**Job:** Can you substitute "marker" for "keypoint" in every one of the lines below and return them with nothing else changed?

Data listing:
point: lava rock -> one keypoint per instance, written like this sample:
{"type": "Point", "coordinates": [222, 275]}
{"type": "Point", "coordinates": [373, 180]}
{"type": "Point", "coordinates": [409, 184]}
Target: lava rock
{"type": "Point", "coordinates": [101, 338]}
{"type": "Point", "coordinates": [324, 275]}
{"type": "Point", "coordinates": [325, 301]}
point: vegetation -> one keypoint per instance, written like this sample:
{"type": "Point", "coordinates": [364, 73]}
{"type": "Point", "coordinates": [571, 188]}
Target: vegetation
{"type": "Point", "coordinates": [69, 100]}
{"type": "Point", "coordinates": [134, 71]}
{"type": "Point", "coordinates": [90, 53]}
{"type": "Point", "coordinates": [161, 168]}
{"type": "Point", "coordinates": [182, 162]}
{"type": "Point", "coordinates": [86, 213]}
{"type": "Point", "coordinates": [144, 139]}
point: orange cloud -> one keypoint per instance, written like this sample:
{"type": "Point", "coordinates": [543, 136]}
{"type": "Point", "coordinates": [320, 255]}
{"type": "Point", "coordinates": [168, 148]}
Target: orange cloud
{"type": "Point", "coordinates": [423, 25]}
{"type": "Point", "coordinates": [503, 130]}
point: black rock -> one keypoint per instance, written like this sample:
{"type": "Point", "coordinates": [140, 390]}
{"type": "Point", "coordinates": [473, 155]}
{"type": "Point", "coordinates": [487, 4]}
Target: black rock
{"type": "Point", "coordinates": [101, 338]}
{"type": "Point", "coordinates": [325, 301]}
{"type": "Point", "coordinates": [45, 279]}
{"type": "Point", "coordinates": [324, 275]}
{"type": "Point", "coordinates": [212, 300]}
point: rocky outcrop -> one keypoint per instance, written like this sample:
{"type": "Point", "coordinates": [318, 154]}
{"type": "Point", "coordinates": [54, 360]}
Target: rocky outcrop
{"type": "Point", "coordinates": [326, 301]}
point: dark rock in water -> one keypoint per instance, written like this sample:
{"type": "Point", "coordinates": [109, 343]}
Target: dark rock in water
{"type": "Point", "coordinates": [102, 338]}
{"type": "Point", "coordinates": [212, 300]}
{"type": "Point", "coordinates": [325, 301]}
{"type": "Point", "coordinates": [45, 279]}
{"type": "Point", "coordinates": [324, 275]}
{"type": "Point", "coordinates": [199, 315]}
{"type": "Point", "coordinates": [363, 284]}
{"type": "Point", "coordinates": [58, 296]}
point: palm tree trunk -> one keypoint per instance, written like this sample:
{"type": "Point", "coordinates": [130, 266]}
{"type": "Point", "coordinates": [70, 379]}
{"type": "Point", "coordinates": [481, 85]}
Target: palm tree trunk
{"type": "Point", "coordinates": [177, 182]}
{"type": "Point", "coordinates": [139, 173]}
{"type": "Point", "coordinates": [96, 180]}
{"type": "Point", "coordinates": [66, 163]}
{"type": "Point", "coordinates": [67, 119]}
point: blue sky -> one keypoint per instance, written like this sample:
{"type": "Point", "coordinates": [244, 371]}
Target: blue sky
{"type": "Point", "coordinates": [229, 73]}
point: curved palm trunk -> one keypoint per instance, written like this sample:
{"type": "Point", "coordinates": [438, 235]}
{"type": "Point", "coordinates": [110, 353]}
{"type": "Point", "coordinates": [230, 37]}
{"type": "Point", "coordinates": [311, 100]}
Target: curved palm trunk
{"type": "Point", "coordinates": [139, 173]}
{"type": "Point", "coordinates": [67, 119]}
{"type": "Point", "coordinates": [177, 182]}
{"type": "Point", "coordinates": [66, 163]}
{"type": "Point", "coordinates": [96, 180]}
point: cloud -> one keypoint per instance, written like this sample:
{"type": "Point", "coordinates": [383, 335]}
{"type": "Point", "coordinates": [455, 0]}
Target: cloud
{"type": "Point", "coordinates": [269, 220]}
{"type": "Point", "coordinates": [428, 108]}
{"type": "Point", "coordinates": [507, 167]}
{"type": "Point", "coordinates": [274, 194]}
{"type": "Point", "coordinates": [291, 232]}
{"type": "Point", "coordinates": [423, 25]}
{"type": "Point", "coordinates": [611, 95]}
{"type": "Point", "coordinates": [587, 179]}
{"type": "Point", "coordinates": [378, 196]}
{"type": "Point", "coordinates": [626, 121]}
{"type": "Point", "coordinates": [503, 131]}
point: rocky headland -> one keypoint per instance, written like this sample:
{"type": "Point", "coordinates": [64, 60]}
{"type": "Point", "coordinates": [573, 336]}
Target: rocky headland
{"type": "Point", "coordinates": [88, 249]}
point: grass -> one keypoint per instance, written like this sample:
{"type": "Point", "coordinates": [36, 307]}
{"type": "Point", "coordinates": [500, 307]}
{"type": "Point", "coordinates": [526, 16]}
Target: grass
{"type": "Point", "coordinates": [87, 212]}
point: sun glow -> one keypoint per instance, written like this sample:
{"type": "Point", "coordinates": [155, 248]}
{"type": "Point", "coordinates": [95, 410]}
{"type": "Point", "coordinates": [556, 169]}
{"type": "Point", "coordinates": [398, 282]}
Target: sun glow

**Final result:**
point: lava rock -> one marker per instance, written like this sample:
{"type": "Point", "coordinates": [222, 275]}
{"type": "Point", "coordinates": [373, 180]}
{"type": "Point", "coordinates": [409, 184]}
Target: lava rock
{"type": "Point", "coordinates": [101, 338]}
{"type": "Point", "coordinates": [324, 275]}
{"type": "Point", "coordinates": [325, 301]}
point: vegetation -> one marker per instance, written like this sample:
{"type": "Point", "coordinates": [364, 73]}
{"type": "Point", "coordinates": [571, 188]}
Target: vegetation
{"type": "Point", "coordinates": [69, 100]}
{"type": "Point", "coordinates": [134, 71]}
{"type": "Point", "coordinates": [90, 53]}
{"type": "Point", "coordinates": [161, 168]}
{"type": "Point", "coordinates": [182, 162]}
{"type": "Point", "coordinates": [86, 213]}
{"type": "Point", "coordinates": [144, 139]}
point: orange cloud -> one marker per instance, written like this sample:
{"type": "Point", "coordinates": [543, 136]}
{"type": "Point", "coordinates": [320, 255]}
{"type": "Point", "coordinates": [168, 148]}
Target: orange cloud
{"type": "Point", "coordinates": [423, 25]}
{"type": "Point", "coordinates": [503, 130]}
point: black rock -> one marker per instance, written like this sample:
{"type": "Point", "coordinates": [140, 390]}
{"type": "Point", "coordinates": [473, 155]}
{"type": "Point", "coordinates": [487, 4]}
Target: black rock
{"type": "Point", "coordinates": [101, 338]}
{"type": "Point", "coordinates": [325, 301]}
{"type": "Point", "coordinates": [45, 279]}
{"type": "Point", "coordinates": [324, 275]}
{"type": "Point", "coordinates": [212, 300]}
point: rocky outcrop -> one marker per instance, written like this sample:
{"type": "Point", "coordinates": [318, 154]}
{"type": "Point", "coordinates": [54, 360]}
Target: rocky outcrop
{"type": "Point", "coordinates": [326, 301]}
point: dark rock in water -> one marker per instance, written like this sample:
{"type": "Point", "coordinates": [109, 343]}
Target: dark rock in water
{"type": "Point", "coordinates": [102, 338]}
{"type": "Point", "coordinates": [212, 300]}
{"type": "Point", "coordinates": [325, 301]}
{"type": "Point", "coordinates": [45, 279]}
{"type": "Point", "coordinates": [324, 275]}
{"type": "Point", "coordinates": [199, 315]}
{"type": "Point", "coordinates": [363, 284]}
{"type": "Point", "coordinates": [58, 296]}
point: palm tree trunk -> one marker per instance, written like this sample:
{"type": "Point", "coordinates": [130, 266]}
{"type": "Point", "coordinates": [70, 379]}
{"type": "Point", "coordinates": [481, 85]}
Target: palm tree trunk
{"type": "Point", "coordinates": [177, 182]}
{"type": "Point", "coordinates": [139, 173]}
{"type": "Point", "coordinates": [96, 180]}
{"type": "Point", "coordinates": [66, 163]}
{"type": "Point", "coordinates": [67, 119]}
point: blue sky -> one marker per instance, written like this sample:
{"type": "Point", "coordinates": [244, 371]}
Target: blue sky
{"type": "Point", "coordinates": [229, 73]}
point: curved palm trunk -> one marker per instance, written like this sample:
{"type": "Point", "coordinates": [438, 235]}
{"type": "Point", "coordinates": [110, 353]}
{"type": "Point", "coordinates": [230, 37]}
{"type": "Point", "coordinates": [311, 100]}
Target: curved palm trunk
{"type": "Point", "coordinates": [139, 173]}
{"type": "Point", "coordinates": [67, 119]}
{"type": "Point", "coordinates": [177, 182]}
{"type": "Point", "coordinates": [66, 163]}
{"type": "Point", "coordinates": [96, 180]}
point: cloud -> one marker per instance, written like this sample:
{"type": "Point", "coordinates": [383, 335]}
{"type": "Point", "coordinates": [455, 0]}
Target: cloud
{"type": "Point", "coordinates": [269, 220]}
{"type": "Point", "coordinates": [428, 108]}
{"type": "Point", "coordinates": [507, 167]}
{"type": "Point", "coordinates": [274, 194]}
{"type": "Point", "coordinates": [291, 232]}
{"type": "Point", "coordinates": [423, 25]}
{"type": "Point", "coordinates": [611, 95]}
{"type": "Point", "coordinates": [587, 179]}
{"type": "Point", "coordinates": [378, 196]}
{"type": "Point", "coordinates": [626, 121]}
{"type": "Point", "coordinates": [503, 131]}
point: rocky headland -> one marker per instance, written like this sample:
{"type": "Point", "coordinates": [64, 60]}
{"type": "Point", "coordinates": [573, 336]}
Target: rocky headland
{"type": "Point", "coordinates": [88, 249]}
point: grass -> one marker per instance, written like this sample:
{"type": "Point", "coordinates": [36, 307]}
{"type": "Point", "coordinates": [500, 307]}
{"type": "Point", "coordinates": [526, 16]}
Target: grass
{"type": "Point", "coordinates": [87, 212]}
point: sun glow -> one marker per instance, written like this sample:
{"type": "Point", "coordinates": [155, 248]}
{"type": "Point", "coordinates": [95, 410]}
{"type": "Point", "coordinates": [556, 169]}
{"type": "Point", "coordinates": [398, 282]}
Target: sun glow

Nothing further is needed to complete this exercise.